▸ **ASSIGNMENT**
Pick up the article about the email attachment that Python's email library missed, and keep writing it from its last line onward.

An attachment that wasn’t there

By Slavo Greminger and Oli Schacher

On a daily basis we collect tons of Spam emails, which we analyze for malicious content. Of course, this is not done manually by our thousands of minions, but automated using some Python-fu. Python is a programming language that comes with many libraries, making it easy for us to quickly perform such tasks.

Python’s email library deals with, well, emails. And it does it well. But on October 3rd, we encountered an attachment that wasn’t there – at least according to Python’s email library.

Mal-formatted email — Left: Outlook Web does not show the attachment Right: Thunderbird does show the attachment

Now how could that happen?

Emails do have a certain structure, which is described nicely in RFC #822, RFC #2822, RFC #5322, RFC #2045, RFC #2046, RFC #2047, RFC #2049, RFC #2231, RFC #4288 and RFC #4289. Even though these RFC’s are clear in their own way, an illustration might help (we focus on multipart emails only) to understand why Python’s email library got fooled.

Emails essentially consist of two parts: the headers and the body. A typical email header is

To: me@example.com

with the header name “To” and the header value “me@example.com“. In the case of multipart emails, there also is a (MIME) header

Content-Type: multipart/alternative; boundary=0123456789boundaryabcdef

which tells us, because of the main type “multipart“, that the body of this email consists of several mime parts separated by the boundary “0123456789boundaryabcdef“. Here is an example of a well-formatted multipart email with a zip-attachment:

To: me@example.com
Subject: Well-formatted email
Content-Type: multipart/alternative; boundary=0123456789boundaryabcdef

--0123456789boundaryabcdef
Content-Type: text/plain; charset=UTF-8

This email is well-formatted.
--0123456789boundaryabcdef
Content-Type: text/html; charset=UTF-8
Content-Transfer-Encoding: quoted-printable

<p>This email is well-formatted.</p>

--0123456789boundaryabcdef
Content-Type: application/zip; name="attachmentthatwasthere.zip"
Content-Transfer-Encoding: base64
Content-ID: <004601d21e34$4b05ce10$3703a8c0@25OW9ZE>

UEsDBBUAAAAJAIZRREm9/p/AY+YBAFeyAgAwAAAASU1HLTIwMTYxMDAzLVdBMDAwMStJTUct
MjAxNjEwMDktV0EwMDAyLmpwZWcuZXhl8o2awMDMwMDAAsT//zMw7GCAAAcGQgCilk9+Fx/D

--0123456789boundaryabcdef

With a very simple modification, the attachment called “attachmentthatwasthere.zip” can be hidden:

To: me@example.com
Subject: Mal-formatted email
Content-Type: multipart/alternative; boundary=0123456789boundaryabcdef

--0123456789boundaryabcdef
Content-Type: text/plain; charset=UTF-8

This email is mal-formatted.

▸ **INPUT DATA**
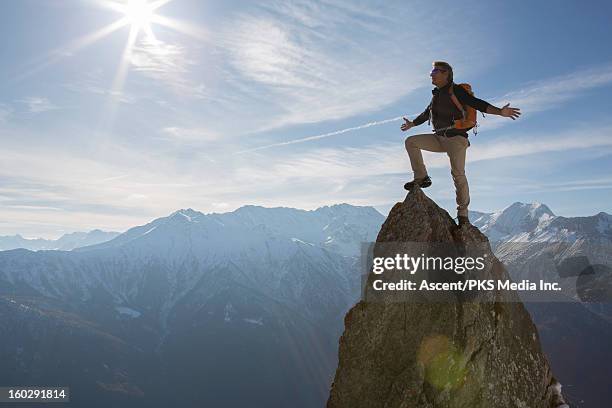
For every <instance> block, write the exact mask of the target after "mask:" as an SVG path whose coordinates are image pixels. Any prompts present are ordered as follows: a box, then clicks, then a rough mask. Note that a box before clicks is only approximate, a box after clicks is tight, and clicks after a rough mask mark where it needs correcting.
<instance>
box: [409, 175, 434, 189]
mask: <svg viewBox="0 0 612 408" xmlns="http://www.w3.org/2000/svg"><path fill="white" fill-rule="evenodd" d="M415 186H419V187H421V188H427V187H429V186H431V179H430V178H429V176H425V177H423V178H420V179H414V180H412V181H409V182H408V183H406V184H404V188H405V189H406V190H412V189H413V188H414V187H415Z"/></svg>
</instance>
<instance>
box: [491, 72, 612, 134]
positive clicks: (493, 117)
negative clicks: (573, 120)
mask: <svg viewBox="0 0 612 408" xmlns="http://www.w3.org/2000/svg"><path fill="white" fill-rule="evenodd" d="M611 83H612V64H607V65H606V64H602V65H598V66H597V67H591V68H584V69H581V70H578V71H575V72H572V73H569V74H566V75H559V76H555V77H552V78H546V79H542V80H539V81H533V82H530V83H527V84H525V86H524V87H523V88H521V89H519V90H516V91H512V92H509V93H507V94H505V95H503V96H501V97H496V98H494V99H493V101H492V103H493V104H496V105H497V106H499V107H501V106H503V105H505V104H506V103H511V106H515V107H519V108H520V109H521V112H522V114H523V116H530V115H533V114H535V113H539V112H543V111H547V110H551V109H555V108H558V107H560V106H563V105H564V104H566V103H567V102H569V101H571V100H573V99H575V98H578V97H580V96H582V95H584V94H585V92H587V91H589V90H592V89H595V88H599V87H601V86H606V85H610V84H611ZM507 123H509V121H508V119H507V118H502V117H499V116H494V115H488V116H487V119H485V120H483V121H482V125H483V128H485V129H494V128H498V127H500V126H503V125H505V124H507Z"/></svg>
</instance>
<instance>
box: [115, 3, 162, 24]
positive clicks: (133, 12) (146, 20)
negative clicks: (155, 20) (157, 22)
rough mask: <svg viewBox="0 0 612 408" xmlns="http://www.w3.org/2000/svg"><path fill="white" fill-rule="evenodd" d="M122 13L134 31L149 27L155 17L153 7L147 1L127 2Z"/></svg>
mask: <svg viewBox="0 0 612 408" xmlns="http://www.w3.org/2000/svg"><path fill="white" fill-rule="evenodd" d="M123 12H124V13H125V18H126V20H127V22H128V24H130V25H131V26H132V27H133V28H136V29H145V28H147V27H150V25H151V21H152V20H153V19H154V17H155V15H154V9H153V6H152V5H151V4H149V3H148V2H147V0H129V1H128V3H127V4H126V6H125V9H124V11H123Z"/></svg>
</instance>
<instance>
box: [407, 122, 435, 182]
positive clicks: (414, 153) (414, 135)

...

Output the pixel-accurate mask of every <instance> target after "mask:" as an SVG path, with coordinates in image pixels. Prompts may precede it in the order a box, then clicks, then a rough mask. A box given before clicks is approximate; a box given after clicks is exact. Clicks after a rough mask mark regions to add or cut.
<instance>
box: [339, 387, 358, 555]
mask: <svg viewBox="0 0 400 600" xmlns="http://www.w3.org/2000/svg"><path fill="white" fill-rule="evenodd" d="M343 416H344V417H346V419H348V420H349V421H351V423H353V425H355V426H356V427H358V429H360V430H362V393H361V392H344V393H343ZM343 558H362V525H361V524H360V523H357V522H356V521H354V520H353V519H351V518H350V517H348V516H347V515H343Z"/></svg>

--

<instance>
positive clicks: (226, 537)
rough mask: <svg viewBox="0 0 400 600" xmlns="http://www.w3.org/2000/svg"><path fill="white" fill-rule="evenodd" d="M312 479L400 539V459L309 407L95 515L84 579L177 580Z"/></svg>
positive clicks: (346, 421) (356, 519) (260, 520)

▸ **SOLVED PROBLEM**
--0123456789boundaryabcdef
Content-Type: text/html; charset=UTF-8
Content-Transfer-Encoding: quoted-printable

<p>This email is mal-formatted.</p>

--0123456789boundaryabcdef

--0123456789boundaryabcdef
Content-Type: application/zip; name="attachmentthatwasntthere.zip"
Content-Transfer-Encoding: base64
Content-ID: <004601d21e34$4b05ce10$3703a8c0@25OW9ZE>

UEsDBBUAAAAJAIZRREm9/p/AY+YBAFeyAgAwAAAASU1HLTIwMTYxMDAzLVdBMDAwMStJTUct
MjAxNjEwMDktV0EwMDAyLmpwZWcuZXhl8o2awMDMwMDAAsT//zMw7GCAAAcGQgCilk9+Fx/D

--0123456789boundaryabcdef

The empty line after the – – 0123456789boundaryabcdef causes parsers to think that the end of the email has been reached. Email readers treat this situation differently: Thunderbird identifies this as an error, ignores the red boundary line and shows the attachment. Apple’s Mail, Microsoft Outlook for Mac 2011 and Microsoft Outlook 2010 (other versions have not been tested) do not show the attachment. What about web-based readers? Open-Xchange and Roundcube show it readily, but Gmail and Outlook Web do not.

And, as the attentive reader might have realized, Python’s email library does not “show” the attachment either. Thus, how did we modify our parsers to treat/recognize these attachments? Python’s email library lists everything after the (supposed) end of the email in an object called epilogue. By parsing this epilogue, hidden attachments can be detected (for a full implementation see https://github.com/gryphius/fuglu/blob/2ffd57ef876dcb553cb7b84b37f4a9d82cabe07a/fuglu/src/fuglu/plugins/attachment.py#L748-L767).

boundary = message.get_boundary()

epilogue = message.epilogue
if epilogue is None or boundary is None or boundary not in epilogue:
    return

for candidate in epilogue.split(boundary):
    part_content = candidate.strip()
    if part_content.lower().startswith('content'):
        message = email.message_from_string(part_content)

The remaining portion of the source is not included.